PROBLEM:
What you give back must match the data exactly, minus the pictures.

Saved entries
::::
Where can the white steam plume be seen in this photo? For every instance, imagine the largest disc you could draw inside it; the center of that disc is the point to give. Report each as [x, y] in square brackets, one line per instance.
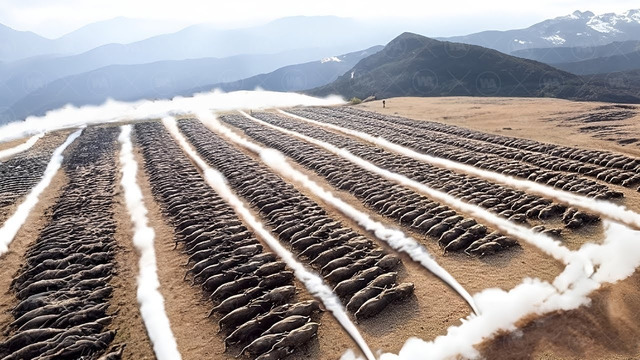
[310, 279]
[602, 208]
[7, 153]
[393, 237]
[11, 227]
[545, 243]
[149, 297]
[113, 111]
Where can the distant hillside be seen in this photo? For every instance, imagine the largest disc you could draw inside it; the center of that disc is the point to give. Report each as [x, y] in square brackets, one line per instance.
[413, 65]
[556, 55]
[617, 63]
[16, 44]
[296, 77]
[580, 29]
[163, 79]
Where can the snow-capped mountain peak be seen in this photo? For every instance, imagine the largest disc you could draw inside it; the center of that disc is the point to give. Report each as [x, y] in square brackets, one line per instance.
[578, 29]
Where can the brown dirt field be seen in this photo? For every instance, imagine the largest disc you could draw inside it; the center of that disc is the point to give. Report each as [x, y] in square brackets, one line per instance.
[608, 327]
[13, 259]
[12, 143]
[538, 119]
[435, 306]
[197, 335]
[128, 321]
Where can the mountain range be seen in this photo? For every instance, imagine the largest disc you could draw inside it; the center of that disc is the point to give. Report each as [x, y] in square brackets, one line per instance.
[414, 65]
[578, 56]
[580, 29]
[296, 77]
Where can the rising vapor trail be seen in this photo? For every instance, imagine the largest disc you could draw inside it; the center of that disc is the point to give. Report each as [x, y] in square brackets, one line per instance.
[312, 281]
[14, 223]
[7, 153]
[149, 297]
[603, 208]
[545, 243]
[394, 238]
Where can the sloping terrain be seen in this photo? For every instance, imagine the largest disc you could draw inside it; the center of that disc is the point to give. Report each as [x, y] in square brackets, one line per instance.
[583, 29]
[413, 65]
[340, 241]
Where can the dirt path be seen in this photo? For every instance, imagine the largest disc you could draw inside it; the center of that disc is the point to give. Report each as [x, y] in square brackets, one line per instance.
[197, 335]
[434, 307]
[12, 260]
[538, 119]
[607, 329]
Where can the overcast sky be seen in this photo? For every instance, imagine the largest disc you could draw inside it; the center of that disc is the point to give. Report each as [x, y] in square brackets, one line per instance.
[53, 18]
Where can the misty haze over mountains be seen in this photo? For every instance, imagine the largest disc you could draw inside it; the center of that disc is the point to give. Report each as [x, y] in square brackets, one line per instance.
[129, 59]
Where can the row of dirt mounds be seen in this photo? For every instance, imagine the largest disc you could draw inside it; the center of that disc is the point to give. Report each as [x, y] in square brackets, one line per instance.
[252, 292]
[22, 172]
[482, 157]
[511, 204]
[361, 272]
[228, 294]
[613, 168]
[63, 290]
[606, 122]
[453, 231]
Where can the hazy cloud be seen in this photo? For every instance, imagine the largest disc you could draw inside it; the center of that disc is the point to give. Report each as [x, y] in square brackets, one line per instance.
[454, 17]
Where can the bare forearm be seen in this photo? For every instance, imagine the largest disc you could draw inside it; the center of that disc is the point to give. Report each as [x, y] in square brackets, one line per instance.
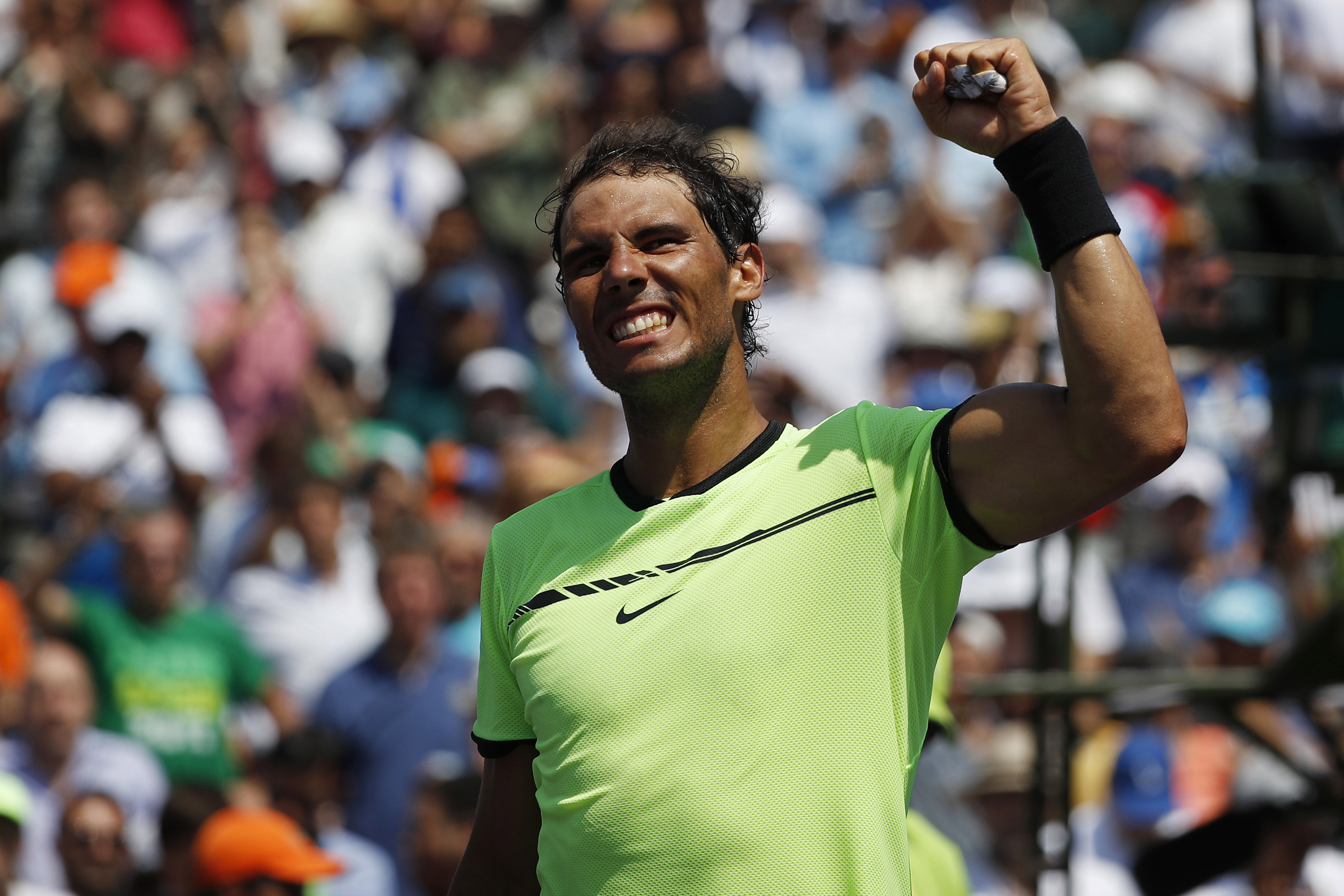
[1030, 459]
[1124, 413]
[501, 859]
[478, 877]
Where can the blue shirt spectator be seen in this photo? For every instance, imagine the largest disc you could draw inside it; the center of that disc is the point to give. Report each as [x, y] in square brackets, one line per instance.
[408, 706]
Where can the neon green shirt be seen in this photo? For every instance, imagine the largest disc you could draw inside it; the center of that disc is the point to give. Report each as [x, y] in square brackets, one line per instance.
[728, 690]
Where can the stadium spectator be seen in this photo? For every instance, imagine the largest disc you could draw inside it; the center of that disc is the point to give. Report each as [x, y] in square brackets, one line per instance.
[318, 613]
[256, 349]
[1159, 598]
[408, 705]
[304, 774]
[93, 847]
[350, 256]
[257, 852]
[14, 816]
[165, 648]
[441, 825]
[829, 320]
[412, 177]
[57, 754]
[127, 429]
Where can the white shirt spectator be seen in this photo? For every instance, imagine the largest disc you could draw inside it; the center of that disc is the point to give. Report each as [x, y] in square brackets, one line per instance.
[350, 259]
[307, 628]
[1208, 42]
[34, 327]
[1311, 34]
[101, 762]
[413, 178]
[831, 339]
[197, 239]
[1013, 579]
[101, 436]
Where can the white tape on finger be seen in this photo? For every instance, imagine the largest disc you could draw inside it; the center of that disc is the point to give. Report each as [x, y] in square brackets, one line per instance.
[963, 85]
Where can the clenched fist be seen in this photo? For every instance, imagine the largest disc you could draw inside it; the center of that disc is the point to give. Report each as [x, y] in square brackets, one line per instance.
[995, 121]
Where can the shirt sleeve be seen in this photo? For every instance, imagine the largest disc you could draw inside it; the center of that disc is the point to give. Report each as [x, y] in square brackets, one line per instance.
[248, 671]
[932, 551]
[501, 723]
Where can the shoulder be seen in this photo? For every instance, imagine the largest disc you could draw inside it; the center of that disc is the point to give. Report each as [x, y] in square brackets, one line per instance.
[875, 426]
[564, 507]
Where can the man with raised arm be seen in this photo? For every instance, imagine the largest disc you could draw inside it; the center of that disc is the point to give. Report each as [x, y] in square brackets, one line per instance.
[709, 669]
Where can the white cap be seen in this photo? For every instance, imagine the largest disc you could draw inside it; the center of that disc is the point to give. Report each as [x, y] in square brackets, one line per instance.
[1007, 283]
[1119, 89]
[126, 305]
[1199, 473]
[304, 148]
[790, 218]
[492, 368]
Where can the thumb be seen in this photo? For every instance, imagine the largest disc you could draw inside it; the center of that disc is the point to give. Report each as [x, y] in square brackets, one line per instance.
[931, 94]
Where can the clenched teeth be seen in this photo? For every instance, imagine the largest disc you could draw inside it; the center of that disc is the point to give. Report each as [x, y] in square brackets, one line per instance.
[641, 326]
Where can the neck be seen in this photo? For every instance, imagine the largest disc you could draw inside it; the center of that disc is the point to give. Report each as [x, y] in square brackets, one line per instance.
[676, 444]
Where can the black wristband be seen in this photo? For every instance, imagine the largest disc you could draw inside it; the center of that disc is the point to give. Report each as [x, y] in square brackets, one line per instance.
[1053, 178]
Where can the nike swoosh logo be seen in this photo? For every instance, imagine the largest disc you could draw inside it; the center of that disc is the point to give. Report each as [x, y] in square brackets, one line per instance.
[623, 617]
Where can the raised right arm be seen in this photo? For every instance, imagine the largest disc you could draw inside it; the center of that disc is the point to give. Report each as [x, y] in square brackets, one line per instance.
[501, 859]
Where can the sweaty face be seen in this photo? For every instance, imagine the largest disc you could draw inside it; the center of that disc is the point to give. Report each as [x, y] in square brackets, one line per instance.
[652, 297]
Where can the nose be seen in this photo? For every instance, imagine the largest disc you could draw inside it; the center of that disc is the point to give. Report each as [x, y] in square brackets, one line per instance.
[624, 272]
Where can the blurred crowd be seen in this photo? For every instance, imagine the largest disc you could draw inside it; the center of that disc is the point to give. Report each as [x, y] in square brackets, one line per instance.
[280, 342]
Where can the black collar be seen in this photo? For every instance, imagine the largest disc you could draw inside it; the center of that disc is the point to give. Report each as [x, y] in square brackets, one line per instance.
[636, 501]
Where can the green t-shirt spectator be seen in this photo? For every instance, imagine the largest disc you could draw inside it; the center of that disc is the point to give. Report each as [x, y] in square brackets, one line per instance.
[168, 683]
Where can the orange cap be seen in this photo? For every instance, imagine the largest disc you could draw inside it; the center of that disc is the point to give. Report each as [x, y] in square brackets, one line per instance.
[236, 845]
[84, 268]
::::
SOLUTION:
Where can the white steam plume be seen in this photo? For every instance, imagine the largest disc you could draw inside it; the center of that disc is the point to give. Report each as [x, y] in square brackets, one line per instance.
[310, 279]
[602, 208]
[7, 153]
[393, 237]
[11, 227]
[545, 243]
[149, 297]
[113, 111]
Where can the distant hillside be seen in this photo? For every instance, imagine the largest disc you could draw inside it; the center of that disc is the point to give. Report each as [x, y] in square brackets, one line per instance.
[413, 65]
[556, 55]
[617, 63]
[16, 44]
[296, 77]
[580, 29]
[163, 79]
Where can the snow-capped mountain peak be seen in this photo? For every instance, imagine the largest disc you could draw inside it; the center of that disc is the point to give. Report each as [x, y] in square brackets, one line per instance.
[578, 29]
Where can the brown dirt field be seen in this photo? For every instance, imagine the largest disc you could draw inside it; the center of that disc is the point to give. Report each as [x, y] in square brackets, one line per instance.
[608, 327]
[13, 259]
[12, 143]
[538, 119]
[435, 306]
[197, 335]
[128, 321]
Where can the mountain range be seen in this photo? For every instance, imagine the largest disc you could draw inside it; the center of that disc is the point to give. Report each as [x, y] in square brackets, one line per instance.
[414, 65]
[578, 56]
[580, 29]
[296, 77]
Where can the rising vapor trail be seen in this photo? For every instance, imagine the largest disc you could draw inside it; the center of that disc is the point to give. Report each as [x, y] in square brackets, one line per instance.
[312, 281]
[14, 223]
[7, 153]
[149, 297]
[603, 208]
[545, 243]
[394, 238]
Where can the sloping terrain be seen in this photo? For every instance, imagine the largest disc you could draw inside it; the center of that disc is the point to give. Report each as [x, y] in square brackets, one line per instance.
[583, 29]
[413, 65]
[340, 241]
Where can the dirt path be seen in this photo? For every instance, imagine the largest disc you could draw inside it; the center of that disc is the point to give. Report each as [x, y] in square brackets, one line per instance.
[197, 335]
[434, 307]
[12, 260]
[538, 119]
[607, 329]
Where can the overcast sky be seen in this photo? For every instance, imagine the largest disc you could draw inside it; the center of that disc is the point to give. Report each as [x, y] in square brackets, one line per instance.
[53, 18]
Where can the misty haze over mountains be seen in this photo? For every instance, imagine the largest disc you could draw inside it; the center of that disc is the point to give. Report each as [x, y] in square brackets, one line per instance.
[129, 59]
Where can the row of dirt mounds be seen in this photo? For every instance, imagine the largest disc you could draw inside it; the center of that disc is the point to give. Report each as [x, y] in square brackets, one line per instance.
[252, 292]
[22, 172]
[482, 157]
[511, 204]
[361, 272]
[228, 294]
[613, 168]
[63, 290]
[606, 122]
[453, 231]
Where can the hazy cloud be seen in this photo? For every instance, imagine the largest disc you could draw inside it; the center of that disc is the point to give. Report each as [x, y] in square brackets, one line per instance.
[454, 17]
Where can the bare forearm be seen in this photo? For every instance, imagine the largest disc you could draw inside it; the center of that disc is the point to give. Report each as [x, y] in square brackets, one line per instance.
[1030, 459]
[1124, 413]
[501, 859]
[478, 877]
Where can the blue shirt spectator be seen in this photo? For every instance, imagine the largest disc you could draw inside it; the center of that disc is the point to give. Report each as [x, y] in square brackets, one line per instance.
[408, 706]
Where can the neon green shirt be seen in this photo? For every instance, imagine the largest disc you could draw inside it; the center of that disc is the point to give. Report each as [x, y] in square brackets, one line per instance.
[728, 690]
Where can the stadium spectator be seen in this photo? For every instance, imagine the largest disc you could draw inside it; the center of that disc is the point to give. Report each as [x, y] in square brackets, one line per instance.
[318, 613]
[256, 349]
[1159, 598]
[408, 705]
[304, 774]
[93, 847]
[350, 256]
[257, 852]
[14, 816]
[165, 648]
[441, 825]
[829, 320]
[412, 177]
[57, 754]
[127, 429]
Where can the white shirt spectator be seen in this photo? For every instance, imagine the largest disc you could draw inside it; the center of that disc is the point to give. Report each as [x, y] in square brackets, one line per instance.
[350, 259]
[307, 628]
[1208, 42]
[34, 327]
[1311, 34]
[101, 762]
[413, 178]
[831, 339]
[197, 239]
[1013, 579]
[101, 436]
Where can the white tape on finger be seen in this photo? For every instance, imagine the largest disc you could draw inside it; the center of that disc is the point to give. Report each as [x, y] in square brackets, one line per instance.
[963, 85]
Where can the clenched fist be seen in this photo? For every instance, imagine the largest disc you could draw inside it; the center of that disc is the point to give. Report each as [x, y] in square brackets, one line per instance.
[995, 121]
Where can the shirt sleeve be seen in this photo? For every instance, imagine the largest disc you could draw inside it; the center of that disc is the point to give. Report each as [x, y] in square brackets, one line per instance.
[248, 671]
[932, 551]
[501, 723]
Where can the shoulder be seen in this photo? For every instance, imagine the largest disc you could draw inside it; the center of that disc is the point to give. Report each as [x, y] in square brackets, one line per instance.
[875, 426]
[564, 507]
Where can the man with raised arm be seen in this photo? For every instance, imagine the largest disc you could draw inside it; the center of that disc is the point to give. Report each as [x, y] in square brackets, one line per instance.
[709, 669]
Where can the white cap be seen in this photo? For every instance, imagine the largest disc you could draw inside it; the center of that disc is the point to give. Report each as [x, y] in square brackets, one line per instance.
[1007, 283]
[1119, 89]
[126, 305]
[1199, 473]
[304, 148]
[790, 218]
[492, 368]
Where can the thumb be seen in this photo? For every instance, imagine the largest disc you could draw inside it; the center of that disc is the point to give. Report each as [x, y] in square brackets, one line per instance.
[931, 94]
Where can the clenched teeth be seen in this photo? For every instance, imagine the largest disc you could draw inside it; the center of that disc is the point to give. Report each as [x, y] in square brackets, one line per instance.
[641, 326]
Where can the neck be seen in this photo? For every instance, imagine the largest disc you could draw inside it; the center of that disc is the point to give. Report each as [x, y] in square brackets, one line per instance.
[676, 444]
Where can the black wristband be seen in this photo? For every instance, imagine the largest disc you could draw inside it; the center of that disc is the point to give. Report each as [x, y] in square brackets, one line per instance.
[1053, 178]
Where can the nike swoosh logo be seen in this photo? For every instance, imagine the largest disc you could draw inside it; the center of that disc is the point to give. Report each as [x, y] in square brackets, one line per instance.
[623, 617]
Where can the raised right arm be seen in this photo? For every instance, imagine the largest disc you could draw inside it; the center of that disc is the point to give. Report each as [x, y] in square brackets, one line per instance.
[501, 859]
Where can the sweaty face be seen in this photo? For every instance, imagine the largest disc you could draw inside it; the center of that disc is the point to give. Report each as [x, y] in square brackets, one line per instance.
[652, 297]
Where can the nose be seen in this photo? For every instance, imagine the largest disc you could draw inside it; the center of that disc is the point to give. Report each as [x, y] in square brackets, one line per instance.
[624, 272]
Where can the blurred crowd be seen in this photo? For every instance, imagine the largest disc you could draw inside it; the center of that disc is the point to give. Report each as [x, y] in square brackets, one line per instance.
[280, 342]
Where can the black collar be seen in this photo? For every instance, imagine the largest disc you could draw inside it; the center of that disc is the point to give. Report each as [x, y] in square brackets, one line per instance.
[636, 501]
Where can the green t-shirt spectator be seen in this photo? For every instance, imagine the largest disc you could draw inside it; the center of that disc is the point to give. Report each as [x, y] in square brackets, one line per instance.
[168, 683]
Where can the orange cap be seen in this photo? For every instance, imagine the largest disc you could draw inside it; the center of that disc is the point to give. Report each as [x, y] in square brackets, one line per instance.
[236, 845]
[84, 268]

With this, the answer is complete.